Although I don't possess the written version (my mother lost it during one of her moves), I can picture it: black crayon on red construction paper, with painstakingly rendered block letters. It was a celebration of New York City, the city I still love more than any other. Even then, I knew it was the city—Manhattan, especially—that would one day rescue me from my stifling, unhappy life.
At age 11, my father bought me my first diary. It had a pink faux leather jacket and a brass lock. Mostly, I filled it with sad, stream-of-consciousness prose about school, boys, friends and rock stars. But one day, I wrote another poem:
"Little Miss Lonely sat in a chair / Little Miss Lonely stared at the air."
Short and to the point, it wasn't destined to win a Pulitzer, but it captured the loneliness and unhappiness I experienced every day in my textbook-dysfunctional family.
Back then, I yearned to please my charismatic, larger-than-life father, whose love and affection were effusively given but then taken away whenever he flew into one of his almost daily, unpredictable rages. I quickly figured out that one thing I could do to win him over was to share his love of poetry. He was a fan of the masters: Shelley, Keats, Shakespeare, Poe.
So I committed to memory, and then recited his favorite poems to him: "The Rime of the Ancient Mariner"; "The Highwayman" (although I stumbled, mortified, over the word "breast" in that one); "Annabel Lee" and "The Raven."
"To the tintinnabulation that so musically wells / From the bells, bells, bells, bells!" I shouted, flinging my arms this way and that, basking in his beaming admiration as he praised my "dramatic delivery" and "poetic essence."
As a young woman, after I left home, I wrote a few poems that were published in literary magazines. Although I wanted to be a writer, I knew that poetry wasn't my path. (I was too much of a storyteller.) More than anything, though, what I wanted was to leave behind my family's unhappiness.

WHAT NEEDS TO BE DONE:
Rewrite the part of the excerpt on childhood poetry that opens with the words containing "Although I don't" and closes with "my textbook-dysfunctional family.", changing "Little Miss Lonely" to "Little Miss Lonesome".

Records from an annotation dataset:
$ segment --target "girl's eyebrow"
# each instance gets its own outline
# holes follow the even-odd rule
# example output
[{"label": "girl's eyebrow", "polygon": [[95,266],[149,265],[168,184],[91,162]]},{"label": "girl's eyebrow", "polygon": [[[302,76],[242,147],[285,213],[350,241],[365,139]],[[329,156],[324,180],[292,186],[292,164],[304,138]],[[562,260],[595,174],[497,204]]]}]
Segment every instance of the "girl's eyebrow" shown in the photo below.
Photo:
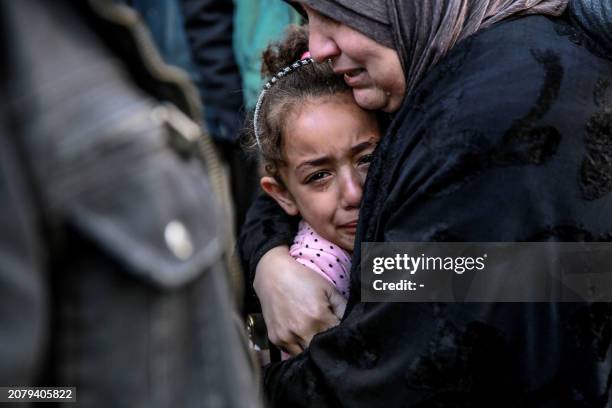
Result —
[{"label": "girl's eyebrow", "polygon": [[358,145],[351,147],[351,154],[354,156],[356,154],[361,153],[362,151],[372,147],[373,143],[368,140],[366,142],[361,142]]},{"label": "girl's eyebrow", "polygon": [[329,158],[329,156],[319,157],[317,159],[313,159],[313,160],[308,160],[308,161],[302,162],[295,169],[296,170],[300,170],[302,167],[321,166],[323,164],[329,163],[330,160],[331,159]]},{"label": "girl's eyebrow", "polygon": [[[362,151],[369,149],[370,147],[372,147],[374,143],[371,141],[365,141],[365,142],[361,142],[358,145],[355,145],[353,147],[351,147],[351,155],[354,156],[356,154],[361,153]],[[329,156],[322,156],[313,160],[307,160],[305,162],[300,163],[295,170],[299,171],[300,169],[302,169],[303,167],[317,167],[317,166],[321,166],[323,164],[327,164],[331,161],[332,159]]]}]

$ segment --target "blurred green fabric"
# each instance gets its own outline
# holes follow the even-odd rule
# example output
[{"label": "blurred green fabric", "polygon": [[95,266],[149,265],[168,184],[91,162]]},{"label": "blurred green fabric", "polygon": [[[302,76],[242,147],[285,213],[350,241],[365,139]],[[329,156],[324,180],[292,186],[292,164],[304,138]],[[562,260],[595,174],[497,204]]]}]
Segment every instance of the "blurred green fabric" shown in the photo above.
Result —
[{"label": "blurred green fabric", "polygon": [[263,86],[263,50],[280,39],[289,24],[300,24],[302,17],[280,0],[234,0],[234,4],[234,52],[242,74],[245,107],[252,110]]}]

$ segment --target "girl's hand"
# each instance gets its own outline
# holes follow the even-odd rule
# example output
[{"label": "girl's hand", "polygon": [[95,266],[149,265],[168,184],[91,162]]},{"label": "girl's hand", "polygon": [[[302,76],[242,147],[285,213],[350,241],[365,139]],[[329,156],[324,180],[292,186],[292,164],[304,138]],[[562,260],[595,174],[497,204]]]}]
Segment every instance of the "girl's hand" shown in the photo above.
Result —
[{"label": "girl's hand", "polygon": [[297,262],[287,246],[268,251],[257,264],[253,287],[268,337],[291,355],[312,337],[340,323],[346,299],[323,277]]}]

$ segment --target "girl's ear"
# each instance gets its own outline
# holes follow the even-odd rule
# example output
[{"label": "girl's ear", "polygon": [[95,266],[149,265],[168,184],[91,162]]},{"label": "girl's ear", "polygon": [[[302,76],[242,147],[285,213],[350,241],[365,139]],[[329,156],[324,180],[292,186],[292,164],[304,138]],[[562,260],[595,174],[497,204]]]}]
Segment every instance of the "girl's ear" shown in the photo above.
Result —
[{"label": "girl's ear", "polygon": [[276,200],[278,205],[280,205],[287,214],[299,214],[295,200],[291,196],[291,193],[289,193],[289,190],[281,185],[274,177],[262,177],[259,183],[266,194]]}]

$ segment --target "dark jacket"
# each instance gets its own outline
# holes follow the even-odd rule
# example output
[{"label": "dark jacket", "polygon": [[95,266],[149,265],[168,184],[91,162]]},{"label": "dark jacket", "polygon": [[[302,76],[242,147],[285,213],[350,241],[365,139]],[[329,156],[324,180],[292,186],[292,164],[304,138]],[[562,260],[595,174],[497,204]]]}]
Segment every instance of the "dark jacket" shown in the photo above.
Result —
[{"label": "dark jacket", "polygon": [[[460,43],[381,140],[355,247],[611,240],[608,58],[541,16]],[[340,325],[267,368],[273,406],[610,403],[609,304],[361,303],[359,251],[353,261]]]},{"label": "dark jacket", "polygon": [[110,1],[0,19],[0,385],[257,406],[197,92]]}]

CORRECT RESULT:
Although I don't possess the written version (my mother lost it during one of her moves), I can picture it: black crayon on red construction paper, with painstakingly rendered block letters. It was a celebration of New York City, the city I still love more than any other. Even then, I knew it was the city—Manhattan, especially—that would one day rescue me from my stifling, unhappy life.
At age 11, my father bought me my first diary. It had a pink faux leather jacket and a brass lock. Mostly, I filled it with sad, stream-of-consciousness prose about school, boys, friends and rock stars. But one day, I wrote another poem:
"Little Miss Lonesome sat in a chair / Little Miss Lonesome stared at the air."
Short and to the point, it wasn't destined to win a Pulitzer, but it captured the loneliness and unhappiness I experienced every day in my textbook-dysfunctional family.